DOCUMENT SEGMENT -

== Segment start ==

Day 45, 17th May, Vale in Georgia

Ani, a 5,000-year-old Armenian city located on the Turkish-Armenian border and located on a hilltop near the bank of the Akhuryan River, is the most famous among the Armenian capitals.  Renowned for its splendour and magnificence, Ani was known as ‘The City of 1001 Churches’ and ‘The City of 40 Gates’.  At its zenith, Ani rivalled the likes of Constantinople, Baghdad and Cairo in size and influence. By the 11th Century Ani had grown to over 100,000 people. It would later become the battleground for various contending Empires, leading to its destruction and abandonment. Today, hundreds of ancient churches, Zoroastrian temples, and other buildings, most of them in ruins, remain scattered across the rugged and desolate landscape.
Excavations have revealed that the area has been inhabited since ancient times, from at least as early as the Bronze Age, but the first historical records that mention ‘the Fortress of Ani’ trace back to the 5 th century AD. By the end of the 8th century Ani, with its nearby estates, was under the control of Bagratid dynasty. Ani began growing after 961 AD, when the Bagratid king Ashot III transferred his capital from Kars to Ani. During the period of only  40-50 years Ani grew from a little fortress town to a big medieval city.
It was in the 1880s, that ‘Underground Ani’, as locals call it, was first discovered. Georgii Ivanovich Gurdiev, who spent most of his childhood and youth in Kars, was with a friend named Pogosyan, when he noticed a disturbance in the soil. They began digging until they came across a narrow tunnel. It was the beginning of an incredible discovery – secret water channels, undiscovered monk cells, meditation rooms, huge corridors, intricate tunnels, traps and corners were found under the ruins of the ancient Armenian town of Ani.
In one of the rooms, Gurdiev found a scrap of parchment in a niche. Although he spoke Armenian very well, he had great difficulty reading the writing in the parchment. As it turns out, the text was written in an ancient Armenian language, the first sign that the underground world of Ani was very, very old.
After some time, Gurdiev managed to piece together the meaning of the unusual script. He learned that the parchment was a letter written from one monk to another monk.  According to the parchment, there was a famous Mesopotamian esoteric school in the place where they found the letter. The “Merkhavat” school was founded in Babylon about 2,500 BC and survived in Mesopotamia until about the 7th century AD. In 1915 an Italian excavation team confirmed the presence of a monastery.

== Segment end ==

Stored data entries
== Segment start ==

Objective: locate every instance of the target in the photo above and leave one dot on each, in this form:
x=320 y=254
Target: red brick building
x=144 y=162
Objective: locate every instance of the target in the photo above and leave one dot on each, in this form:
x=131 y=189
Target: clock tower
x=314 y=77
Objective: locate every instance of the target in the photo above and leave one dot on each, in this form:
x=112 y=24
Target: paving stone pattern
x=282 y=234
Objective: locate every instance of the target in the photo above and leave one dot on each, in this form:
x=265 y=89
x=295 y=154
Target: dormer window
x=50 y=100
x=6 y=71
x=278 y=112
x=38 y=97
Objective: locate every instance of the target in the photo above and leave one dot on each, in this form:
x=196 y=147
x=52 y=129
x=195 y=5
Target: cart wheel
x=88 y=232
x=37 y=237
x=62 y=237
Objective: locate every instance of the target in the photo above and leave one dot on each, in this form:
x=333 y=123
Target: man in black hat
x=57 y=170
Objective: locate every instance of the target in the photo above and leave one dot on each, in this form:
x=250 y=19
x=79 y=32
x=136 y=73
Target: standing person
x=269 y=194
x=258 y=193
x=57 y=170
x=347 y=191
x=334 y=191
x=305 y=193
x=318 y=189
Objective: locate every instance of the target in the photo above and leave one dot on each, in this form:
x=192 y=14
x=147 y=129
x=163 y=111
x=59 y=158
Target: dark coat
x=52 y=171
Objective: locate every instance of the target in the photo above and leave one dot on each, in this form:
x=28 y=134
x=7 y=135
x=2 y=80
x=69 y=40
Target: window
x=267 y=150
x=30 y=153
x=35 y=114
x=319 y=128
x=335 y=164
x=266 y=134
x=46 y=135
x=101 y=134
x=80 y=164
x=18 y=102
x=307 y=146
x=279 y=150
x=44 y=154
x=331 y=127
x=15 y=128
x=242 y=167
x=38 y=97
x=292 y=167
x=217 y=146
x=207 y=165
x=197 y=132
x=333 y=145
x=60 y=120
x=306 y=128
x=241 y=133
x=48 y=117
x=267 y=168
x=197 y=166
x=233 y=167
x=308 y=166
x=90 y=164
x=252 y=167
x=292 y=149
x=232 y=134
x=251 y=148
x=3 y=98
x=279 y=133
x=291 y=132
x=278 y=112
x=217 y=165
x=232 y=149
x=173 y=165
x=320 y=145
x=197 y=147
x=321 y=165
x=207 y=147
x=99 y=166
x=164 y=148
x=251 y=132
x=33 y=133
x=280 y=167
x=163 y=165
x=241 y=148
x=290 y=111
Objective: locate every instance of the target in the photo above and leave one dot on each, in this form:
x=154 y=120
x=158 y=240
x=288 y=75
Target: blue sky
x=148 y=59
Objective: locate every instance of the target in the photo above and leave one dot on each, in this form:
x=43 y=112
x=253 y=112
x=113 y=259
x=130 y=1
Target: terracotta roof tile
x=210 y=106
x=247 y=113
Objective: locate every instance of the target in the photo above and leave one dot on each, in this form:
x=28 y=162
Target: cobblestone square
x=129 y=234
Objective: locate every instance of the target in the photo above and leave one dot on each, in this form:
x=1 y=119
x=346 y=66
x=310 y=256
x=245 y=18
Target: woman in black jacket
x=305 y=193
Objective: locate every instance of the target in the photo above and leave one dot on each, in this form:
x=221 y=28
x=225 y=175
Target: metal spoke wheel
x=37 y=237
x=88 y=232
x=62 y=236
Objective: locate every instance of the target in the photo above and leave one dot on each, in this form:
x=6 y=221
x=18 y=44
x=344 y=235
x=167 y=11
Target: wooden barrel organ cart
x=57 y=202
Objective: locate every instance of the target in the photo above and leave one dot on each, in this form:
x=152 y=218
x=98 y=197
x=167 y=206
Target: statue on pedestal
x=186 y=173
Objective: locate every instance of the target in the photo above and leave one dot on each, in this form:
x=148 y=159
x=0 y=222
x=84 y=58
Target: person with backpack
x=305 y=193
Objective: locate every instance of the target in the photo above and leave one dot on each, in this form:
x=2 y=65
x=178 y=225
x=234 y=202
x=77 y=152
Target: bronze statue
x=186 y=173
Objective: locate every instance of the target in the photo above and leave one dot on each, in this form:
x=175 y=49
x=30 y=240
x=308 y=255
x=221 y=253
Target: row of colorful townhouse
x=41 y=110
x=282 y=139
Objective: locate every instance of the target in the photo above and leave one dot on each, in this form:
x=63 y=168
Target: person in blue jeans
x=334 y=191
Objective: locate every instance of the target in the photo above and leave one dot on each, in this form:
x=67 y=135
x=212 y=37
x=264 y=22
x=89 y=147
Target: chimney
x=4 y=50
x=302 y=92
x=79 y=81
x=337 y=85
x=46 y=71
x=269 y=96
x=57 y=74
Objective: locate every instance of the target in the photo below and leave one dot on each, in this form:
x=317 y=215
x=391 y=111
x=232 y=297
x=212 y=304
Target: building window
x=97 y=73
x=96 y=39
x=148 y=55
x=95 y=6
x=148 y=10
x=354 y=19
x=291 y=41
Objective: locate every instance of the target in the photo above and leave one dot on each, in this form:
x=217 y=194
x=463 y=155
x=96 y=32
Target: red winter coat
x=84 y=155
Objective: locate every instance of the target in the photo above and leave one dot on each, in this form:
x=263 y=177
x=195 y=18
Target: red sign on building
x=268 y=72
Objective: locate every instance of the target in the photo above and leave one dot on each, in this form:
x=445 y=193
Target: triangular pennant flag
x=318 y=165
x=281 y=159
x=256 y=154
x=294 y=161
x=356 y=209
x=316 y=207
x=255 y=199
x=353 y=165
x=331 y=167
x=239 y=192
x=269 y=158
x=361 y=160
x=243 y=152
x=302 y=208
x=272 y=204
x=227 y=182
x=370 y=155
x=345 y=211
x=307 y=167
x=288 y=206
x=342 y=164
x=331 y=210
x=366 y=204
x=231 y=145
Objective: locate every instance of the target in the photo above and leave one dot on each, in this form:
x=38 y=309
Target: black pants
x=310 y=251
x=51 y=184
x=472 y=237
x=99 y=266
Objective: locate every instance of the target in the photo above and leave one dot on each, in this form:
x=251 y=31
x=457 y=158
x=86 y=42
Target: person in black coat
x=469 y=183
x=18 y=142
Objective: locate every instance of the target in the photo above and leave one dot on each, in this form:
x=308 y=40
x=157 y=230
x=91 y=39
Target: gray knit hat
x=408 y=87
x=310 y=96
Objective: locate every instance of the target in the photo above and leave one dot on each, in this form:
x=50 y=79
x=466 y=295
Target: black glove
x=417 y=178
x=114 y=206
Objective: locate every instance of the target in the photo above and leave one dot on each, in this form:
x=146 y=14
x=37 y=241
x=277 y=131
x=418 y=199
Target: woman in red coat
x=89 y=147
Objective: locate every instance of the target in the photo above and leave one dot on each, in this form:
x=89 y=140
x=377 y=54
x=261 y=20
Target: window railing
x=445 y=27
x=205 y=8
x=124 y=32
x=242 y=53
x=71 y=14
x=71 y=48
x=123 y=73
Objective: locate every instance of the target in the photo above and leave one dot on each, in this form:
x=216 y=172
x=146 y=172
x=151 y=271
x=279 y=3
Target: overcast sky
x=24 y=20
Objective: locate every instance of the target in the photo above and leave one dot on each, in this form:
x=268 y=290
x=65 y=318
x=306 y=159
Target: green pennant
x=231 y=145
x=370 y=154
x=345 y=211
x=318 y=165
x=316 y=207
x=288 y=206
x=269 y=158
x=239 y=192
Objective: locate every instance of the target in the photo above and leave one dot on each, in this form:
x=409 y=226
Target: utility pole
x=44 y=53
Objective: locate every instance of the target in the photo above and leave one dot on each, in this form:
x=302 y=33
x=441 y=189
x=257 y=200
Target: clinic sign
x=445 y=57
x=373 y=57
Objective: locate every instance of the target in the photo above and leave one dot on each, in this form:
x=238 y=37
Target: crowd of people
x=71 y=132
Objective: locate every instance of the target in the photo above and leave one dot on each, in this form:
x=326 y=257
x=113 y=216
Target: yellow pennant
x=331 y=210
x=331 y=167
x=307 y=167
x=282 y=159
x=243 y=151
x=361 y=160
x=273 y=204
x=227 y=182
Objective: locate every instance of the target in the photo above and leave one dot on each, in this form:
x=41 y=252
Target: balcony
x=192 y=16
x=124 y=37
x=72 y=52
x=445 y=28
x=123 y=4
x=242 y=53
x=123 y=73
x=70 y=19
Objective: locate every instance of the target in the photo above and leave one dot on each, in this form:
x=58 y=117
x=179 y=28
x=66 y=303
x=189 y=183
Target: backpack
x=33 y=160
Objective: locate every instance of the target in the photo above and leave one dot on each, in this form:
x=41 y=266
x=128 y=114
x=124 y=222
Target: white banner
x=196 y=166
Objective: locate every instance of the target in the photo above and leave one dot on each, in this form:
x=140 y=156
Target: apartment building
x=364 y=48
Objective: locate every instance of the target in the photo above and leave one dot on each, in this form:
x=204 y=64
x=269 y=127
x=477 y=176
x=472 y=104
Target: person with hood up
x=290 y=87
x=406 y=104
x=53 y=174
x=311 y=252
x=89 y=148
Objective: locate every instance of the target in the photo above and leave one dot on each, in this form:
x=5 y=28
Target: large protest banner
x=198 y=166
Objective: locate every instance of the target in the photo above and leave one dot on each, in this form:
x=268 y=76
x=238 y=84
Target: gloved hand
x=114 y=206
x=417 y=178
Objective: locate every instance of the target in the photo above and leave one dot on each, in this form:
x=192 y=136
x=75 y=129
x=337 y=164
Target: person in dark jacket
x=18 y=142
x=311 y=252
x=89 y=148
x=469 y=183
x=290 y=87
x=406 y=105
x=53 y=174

== Segment end ==
== Segment start ==

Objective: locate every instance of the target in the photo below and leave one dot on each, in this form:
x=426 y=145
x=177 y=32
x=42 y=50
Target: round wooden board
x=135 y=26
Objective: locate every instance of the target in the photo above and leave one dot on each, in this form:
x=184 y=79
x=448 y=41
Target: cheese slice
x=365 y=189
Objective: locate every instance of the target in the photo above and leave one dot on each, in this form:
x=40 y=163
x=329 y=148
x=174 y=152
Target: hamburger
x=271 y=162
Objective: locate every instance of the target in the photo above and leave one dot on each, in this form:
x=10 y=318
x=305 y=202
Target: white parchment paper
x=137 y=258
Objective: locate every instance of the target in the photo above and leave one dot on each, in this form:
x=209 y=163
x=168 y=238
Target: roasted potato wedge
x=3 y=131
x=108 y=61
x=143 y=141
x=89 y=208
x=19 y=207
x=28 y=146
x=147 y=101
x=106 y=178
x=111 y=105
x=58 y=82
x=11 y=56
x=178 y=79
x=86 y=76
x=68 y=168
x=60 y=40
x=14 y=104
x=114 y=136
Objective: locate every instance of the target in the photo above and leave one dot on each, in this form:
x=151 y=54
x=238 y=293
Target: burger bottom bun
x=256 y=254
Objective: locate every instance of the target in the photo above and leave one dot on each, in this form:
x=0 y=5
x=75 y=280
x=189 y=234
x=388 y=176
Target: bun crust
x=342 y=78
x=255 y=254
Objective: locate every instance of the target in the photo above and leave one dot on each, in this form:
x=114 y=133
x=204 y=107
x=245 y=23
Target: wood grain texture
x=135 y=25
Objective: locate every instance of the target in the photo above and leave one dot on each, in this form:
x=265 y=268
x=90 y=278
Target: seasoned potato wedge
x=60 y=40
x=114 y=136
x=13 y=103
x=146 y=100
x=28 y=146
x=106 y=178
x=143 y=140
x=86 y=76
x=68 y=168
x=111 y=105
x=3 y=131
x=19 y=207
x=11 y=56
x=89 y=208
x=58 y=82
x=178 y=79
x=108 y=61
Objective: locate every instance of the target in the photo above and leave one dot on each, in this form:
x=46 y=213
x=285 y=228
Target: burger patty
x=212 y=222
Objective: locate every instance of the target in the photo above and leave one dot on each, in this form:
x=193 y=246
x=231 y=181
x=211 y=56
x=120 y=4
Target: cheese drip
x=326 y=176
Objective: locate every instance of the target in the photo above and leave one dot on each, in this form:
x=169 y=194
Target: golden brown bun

== Segment end ==

WHAT THIS EXERCISE ASKS -
(a) In the text about Ani, which king transferred his capital from Kars to Ani?
(b) Say whether each statement agrees with the text about Ani: (i) Ani had more than 100,000 people by the 11th century. (ii) Gurdiev read the writing on the parchment with ease. (iii) The "Merkhavat" school was founded in Constantinople.

EXERCISE RESULTS -
(a) The Bagratid king Ashot III.

(b)
(i) Yes: "By the 11th Century Ani had grown to over 100,000 people."
(ii) No: "he had great difficulty reading the writing in the parchment."
(iii) No: "The “Merkhavat” school was founded in Babylon about 2,500 BC"